● **Challenge**: Swap "Flag each" for "Mark every" everywhere in the entries below, leaving all other text unchanged.
____
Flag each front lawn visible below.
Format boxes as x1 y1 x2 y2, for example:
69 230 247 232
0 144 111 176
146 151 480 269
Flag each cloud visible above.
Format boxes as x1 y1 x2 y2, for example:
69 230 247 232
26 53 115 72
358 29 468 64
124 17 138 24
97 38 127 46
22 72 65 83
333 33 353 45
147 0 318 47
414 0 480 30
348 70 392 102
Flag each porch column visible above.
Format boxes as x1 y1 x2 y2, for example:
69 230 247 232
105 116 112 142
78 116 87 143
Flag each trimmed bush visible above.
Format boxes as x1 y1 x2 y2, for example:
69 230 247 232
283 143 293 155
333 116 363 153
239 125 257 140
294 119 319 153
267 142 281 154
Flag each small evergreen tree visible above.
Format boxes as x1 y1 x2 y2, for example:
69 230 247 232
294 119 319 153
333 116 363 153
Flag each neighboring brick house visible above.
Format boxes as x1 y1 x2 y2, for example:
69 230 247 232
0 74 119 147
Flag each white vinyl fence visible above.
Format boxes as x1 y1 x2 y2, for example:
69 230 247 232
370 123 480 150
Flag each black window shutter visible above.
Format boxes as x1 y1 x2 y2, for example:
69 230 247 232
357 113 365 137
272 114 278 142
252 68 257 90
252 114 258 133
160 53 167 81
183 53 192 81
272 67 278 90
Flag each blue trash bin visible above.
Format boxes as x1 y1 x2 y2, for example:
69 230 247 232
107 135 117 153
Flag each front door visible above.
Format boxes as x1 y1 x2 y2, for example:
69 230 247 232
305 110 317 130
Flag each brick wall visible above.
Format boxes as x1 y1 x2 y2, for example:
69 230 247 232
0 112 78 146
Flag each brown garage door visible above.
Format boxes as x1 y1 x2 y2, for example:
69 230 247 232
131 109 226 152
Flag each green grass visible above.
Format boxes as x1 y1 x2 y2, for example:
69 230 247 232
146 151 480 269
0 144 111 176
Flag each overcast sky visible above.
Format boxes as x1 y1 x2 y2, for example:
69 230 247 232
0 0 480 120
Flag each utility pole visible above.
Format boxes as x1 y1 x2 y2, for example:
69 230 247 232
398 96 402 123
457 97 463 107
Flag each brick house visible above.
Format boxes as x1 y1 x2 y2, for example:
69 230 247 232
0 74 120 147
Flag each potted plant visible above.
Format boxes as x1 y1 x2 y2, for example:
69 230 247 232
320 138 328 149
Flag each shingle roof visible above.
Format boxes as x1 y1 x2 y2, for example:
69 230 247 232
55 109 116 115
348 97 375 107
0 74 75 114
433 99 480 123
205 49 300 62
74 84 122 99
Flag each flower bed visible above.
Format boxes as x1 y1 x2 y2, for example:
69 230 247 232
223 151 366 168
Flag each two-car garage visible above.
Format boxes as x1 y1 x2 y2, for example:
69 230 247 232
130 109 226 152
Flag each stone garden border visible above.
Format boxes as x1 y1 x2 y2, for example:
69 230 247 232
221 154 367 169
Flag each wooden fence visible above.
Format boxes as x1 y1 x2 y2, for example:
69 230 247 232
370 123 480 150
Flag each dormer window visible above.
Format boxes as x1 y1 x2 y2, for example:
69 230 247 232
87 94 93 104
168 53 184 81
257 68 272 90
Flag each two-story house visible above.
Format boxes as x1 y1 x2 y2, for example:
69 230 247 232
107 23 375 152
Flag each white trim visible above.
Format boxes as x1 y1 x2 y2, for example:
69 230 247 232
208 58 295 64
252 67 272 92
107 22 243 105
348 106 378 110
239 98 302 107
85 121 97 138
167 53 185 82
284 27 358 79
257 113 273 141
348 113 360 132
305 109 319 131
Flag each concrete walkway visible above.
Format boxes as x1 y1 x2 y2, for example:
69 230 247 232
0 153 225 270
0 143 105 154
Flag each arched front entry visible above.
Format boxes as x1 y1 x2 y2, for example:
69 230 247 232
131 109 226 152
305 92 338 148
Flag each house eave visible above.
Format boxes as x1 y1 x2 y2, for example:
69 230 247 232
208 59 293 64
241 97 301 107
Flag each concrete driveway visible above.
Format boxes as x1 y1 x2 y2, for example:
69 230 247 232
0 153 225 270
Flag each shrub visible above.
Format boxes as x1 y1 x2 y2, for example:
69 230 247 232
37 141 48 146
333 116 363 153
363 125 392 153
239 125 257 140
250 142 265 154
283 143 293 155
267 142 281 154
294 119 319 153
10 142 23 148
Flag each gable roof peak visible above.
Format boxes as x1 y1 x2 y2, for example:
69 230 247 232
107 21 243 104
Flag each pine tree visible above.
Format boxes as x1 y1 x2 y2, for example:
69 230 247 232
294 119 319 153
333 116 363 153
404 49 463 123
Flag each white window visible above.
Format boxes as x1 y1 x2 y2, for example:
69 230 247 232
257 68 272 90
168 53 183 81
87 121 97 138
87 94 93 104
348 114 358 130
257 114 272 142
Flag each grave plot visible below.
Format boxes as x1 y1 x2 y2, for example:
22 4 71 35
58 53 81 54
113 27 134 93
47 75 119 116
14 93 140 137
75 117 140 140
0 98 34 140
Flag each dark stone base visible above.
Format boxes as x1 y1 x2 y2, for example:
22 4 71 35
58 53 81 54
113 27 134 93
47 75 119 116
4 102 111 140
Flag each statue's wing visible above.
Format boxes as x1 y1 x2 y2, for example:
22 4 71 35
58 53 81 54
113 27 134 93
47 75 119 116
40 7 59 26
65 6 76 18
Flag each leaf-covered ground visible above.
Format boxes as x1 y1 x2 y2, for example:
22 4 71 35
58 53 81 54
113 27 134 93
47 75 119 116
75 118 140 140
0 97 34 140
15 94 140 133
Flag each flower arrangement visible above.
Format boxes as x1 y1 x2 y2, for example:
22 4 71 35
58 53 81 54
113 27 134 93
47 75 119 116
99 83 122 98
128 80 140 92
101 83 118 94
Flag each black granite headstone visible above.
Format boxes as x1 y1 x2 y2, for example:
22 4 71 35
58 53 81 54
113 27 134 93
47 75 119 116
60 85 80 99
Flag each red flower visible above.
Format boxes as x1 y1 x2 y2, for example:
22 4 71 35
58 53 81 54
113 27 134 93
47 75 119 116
____
● **Solution for this exercise**:
Mark every front lawn visible below.
Format boxes as x1 y1 x2 y2, for example:
69 230 247 232
0 144 111 176
146 151 480 269
Mark every cloud visible above.
Format boxes as x1 y1 x2 y2, for example:
69 230 247 232
26 53 115 72
358 29 468 64
124 17 138 24
97 38 127 46
22 72 65 83
333 33 353 45
147 0 318 47
414 0 480 30
348 70 392 102
Mark every porch column visible above.
Format boxes as x1 y1 x2 y2, for example:
69 230 247 232
105 116 112 142
78 116 87 143
Mark every trimmed bush visible above.
Format boxes as x1 y1 x2 y2, for example:
69 230 247 232
283 143 293 155
333 116 363 153
239 125 257 140
294 119 319 153
267 142 281 154
Mark every small evergreen tree visible above.
Format boxes as x1 y1 x2 y2, for example:
69 230 247 232
294 119 319 153
333 116 363 153
Mark every neighboring brick house visible above.
Format boxes as x1 y1 x2 y2, for example:
69 230 247 232
0 74 119 147
Mark every white vinyl fence visible above.
Format boxes as x1 y1 x2 y2, for example:
69 230 247 232
370 123 480 150
Mark every black window shutter visible above.
Format boxes as x1 y1 x2 y2, for example:
69 230 247 232
357 113 365 137
272 114 278 142
252 68 257 90
252 114 258 133
160 53 167 81
183 53 192 81
272 67 278 90
Mark every blue trash bin visible above.
Format boxes as x1 y1 x2 y2, for example:
69 230 247 232
107 135 117 153
Mark every front door visible above.
Format boxes as x1 y1 x2 y2, for example:
69 230 247 232
305 110 317 130
Mark every brick wall visible above.
Format boxes as x1 y1 x2 y2, for example:
69 230 247 232
0 112 78 146
Mark every brown garage door visible above.
Format boxes as x1 y1 x2 y2, for example:
69 230 247 232
131 109 226 152
Mark every green grass visible above.
Format boxes as x1 y1 x2 y2, for example:
69 230 247 232
146 151 480 269
0 144 111 176
Mark every overcast sky visible above.
Format boxes as x1 y1 x2 y2, for example:
69 230 247 232
0 0 480 120
Mark every utility pole visible above.
Format boxes as x1 y1 x2 y2, for example:
69 230 247 232
398 96 402 123
457 97 463 107
Mark every brick house visible above.
Format boxes as x1 y1 x2 y2, for example:
69 230 247 232
0 74 120 147
Mark every potted plant visible above.
Format boxes as x1 y1 x2 y2, for example:
69 230 247 232
320 138 328 149
Mark every shingle roof visible above.
Format boxes as x1 y1 x2 y2, for example:
69 230 247 232
55 109 116 115
348 97 375 107
0 74 75 114
433 99 480 123
205 49 300 62
74 84 122 99
Mark every flower bed visible above.
Format boxes as x1 y1 x2 y2, for example:
69 230 247 232
223 151 366 168
Mark every two-car garage visible above.
Format boxes as x1 y1 x2 y2, for example:
69 230 247 232
130 109 226 152
Mark every stone garden border visible above.
Format boxes as x1 y1 x2 y2, for example:
69 230 247 232
221 154 367 169
Mark every wooden fence visible above.
Format boxes as x1 y1 x2 y2, for example:
69 230 247 232
370 123 480 150
Mark every dormer window visible above.
Format boxes as x1 y1 x2 y2, for example:
69 230 247 232
87 94 93 104
168 53 184 81
257 68 272 90
Mark every two-story house visible above.
Format boxes as x1 y1 x2 y2, for example:
69 230 247 232
107 23 375 152
Mark every white trim visible above.
Format boxes as x1 y1 x2 y2, for example:
69 230 247 232
208 58 295 64
252 67 272 92
107 22 243 105
348 106 378 110
239 98 302 107
85 121 97 138
167 53 185 82
284 27 358 79
257 113 273 141
348 113 360 132
305 109 319 131
Mark every concrete walkway visible above.
Format boxes as x1 y1 x2 y2, for example:
69 230 247 232
0 153 225 270
0 143 105 154
Mark every arched front entry visible above.
Format boxes as x1 y1 x2 y2, for example:
69 230 247 232
131 109 226 152
305 92 338 148
Mark every house eave visible above.
Format boxes as x1 y1 x2 y2, for example:
69 230 247 232
208 59 293 64
241 97 301 107
Mark every concrete driveway visible above.
Format boxes as x1 y1 x2 y2, for example:
69 230 247 232
0 153 225 270
Mark every shrub visible above.
Format boxes as x1 y1 x2 y2, for example:
69 230 247 232
37 141 48 146
333 116 363 153
363 125 392 153
239 125 257 140
250 142 265 154
283 143 293 155
267 142 281 154
294 119 319 153
10 142 23 148
Mark every gable roof peak visible above.
Format boxes as x1 y1 x2 y2, for example:
69 230 247 232
107 21 243 104
Mark every pine tree visible above.
Format boxes as x1 y1 x2 y2, for example:
69 230 247 232
294 119 319 153
333 116 363 153
404 49 463 123
Mark every white window visible above.
Format boxes as x1 y1 x2 y2, for example:
69 230 247 232
257 68 272 90
168 53 183 81
87 121 97 138
87 94 93 104
348 114 358 130
257 114 272 142
Mark every grave plot visible below.
Format boxes as x1 y1 x2 y2, for example:
22 4 71 35
58 53 81 54
113 27 134 93
47 75 119 116
14 93 140 137
75 117 140 140
0 98 34 140
Mark every dark stone base visible above.
Format boxes as x1 y1 x2 y2, for example:
22 4 71 35
58 53 81 54
113 27 134 93
47 75 119 116
4 102 111 140
Mark every statue's wing visible above.
Format boxes as x1 y1 x2 y2, for example:
22 4 71 35
58 53 81 54
113 27 134 93
47 75 119 116
40 7 59 26
65 6 76 18
Mark every leaf-covered ground visible above.
Format boxes as x1 y1 x2 y2, for example:
22 4 71 35
58 53 81 54
113 27 134 93
47 75 119 116
75 118 140 140
0 97 34 140
15 94 140 133
Mark every flower arrangement visible above.
Format boxes as x1 y1 x2 y2, for example:
22 4 71 35
58 53 81 54
113 27 134 93
47 75 119 116
99 83 122 98
128 80 140 92
101 83 118 94
Mark every black granite headstone visible above.
Format boxes as x1 y1 x2 y2, for example:
22 4 71 35
58 53 81 54
113 27 134 93
47 75 119 116
60 85 80 99
Mark every red flower visible above.
Format boxes as x1 y1 x2 y2, for example:
22 4 71 35
58 53 81 54
113 27 134 93
47 75 119 116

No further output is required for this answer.